▶ Aufgabenstellung
Wie viele Goldfische leben laut dem Forenthread über den Gartenteich derzeit im Teich?

▶ Textauszug
┌────────

# Hallo zusammen und ein paar Fragen inklusive



## Thorle (27. Juli 2017)

Hallo Forengemeinde,

letztes Jahr habe ich mir ein Haus gegönnt. Durch die Umbauarbeiten habe ich mich nicht groß dem Teich gewidmet. Leidglich einen einfachen Druckfilter gekauft der soweit seine Arbeit verrichtet hat, wenn auch nicht optimal. Nun möchte ich den Teich zumindestens wieder etwas aufhübschen und vorallem klares Wasser bekommen.

Ich nutze den Teich mit ca. 5m³, 1m Tiefe für die bereits vorhandenen Goldfische und meine Wasserschildkröte im Sommer (wer sie auf dem Bild findet bekommt einen Bonuspunkt ). Ich habe eigentlich nicht viel weiter vor. Zum einem habe ich mit dem Rest des Grundstückes und dem Rest genügend zu tun und zum anderen ist er an einer Stelle die man maximal beim kochen sieht (was ich nicht so häufig mache ).

Der Teich hat eine Flachwasserzon mit ca. 10-20cm Tiefe (wo die Steine sind) und eine weitere mit ca. 50cm Tiefe. Die zwei Seerosen waren letztes Jahr aktiver, dieses Jahr eher wenig bis gar nicht. Sonne bekommt er fast den ganzen Tag ab, da Südseite. Temperatur daher auch gerne mal 28-30 Grad. Fische sind es aktuell 15 Goldfische und die Schildkröte. Mehr Fische auf keinen Fall!

Mittlerweile habe ich mich ganz gut über Filter informiert und weis das der kleine Druckfilter nichts ist. So, Welcher soll es denn dann sein? Ein Druckfilter mit 15m³ oder lieber so eine Oase BioSmart 14000 oder doch noch mehr Filterleistung? Von welchem Hersteller, da gibt es ja zig Angebote. Fragen über Fragen. Wobei ich natürlich nur so viel wie nötig investieren möchte. Ich habe auch noch eine Mülltonne hier und habe einen Umbau gesehen. So richtig traue ich mich als Nichthandwerker nicht daran.

Bei den Pflanzen würde mich interessieren, wie ich die Seerosen wieder zum blühen bekomme? Momentan stehen sie im Topf auf der Teichfolie. Kann ich die auch in die Tiefwasserzone stellen? Und welche Pflanzen kann ich noch wo uim Teich platzieren?

Viele Fragen aber ich hoffe auf eure Hilfe, damit er zumindestens wieder etwas ansehnlich wird. Danke!


----------



## trampelkraut (29. Juli 2017)

Hallo,

die sichtbare Teichfolie im Uferbereich sollte unbedingt mit Ufermatte abgedeckt werden. So kannst du sie vor mechanischen Beschädigungen und der UV Strahlung schützen.

Die Steinplatten kannst du anschließend wieder auf die Ufermatte legen, die Ufermatte lässt sich auch bepflanzen.


----------



## jolantha (30. Juli 2017)

trampelkraut schrieb:


> die sichtbare Teichfolie im Uferbereich sollte unbedingt mit *Ufermatte* abgedeckt werden.

└────────

▶ Gegebene Daten
┌────────

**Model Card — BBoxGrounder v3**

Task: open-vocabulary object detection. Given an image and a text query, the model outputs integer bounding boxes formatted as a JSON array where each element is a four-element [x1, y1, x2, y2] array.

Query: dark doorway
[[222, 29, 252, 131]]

└────────

▶ Ergebnis
15 Goldfische.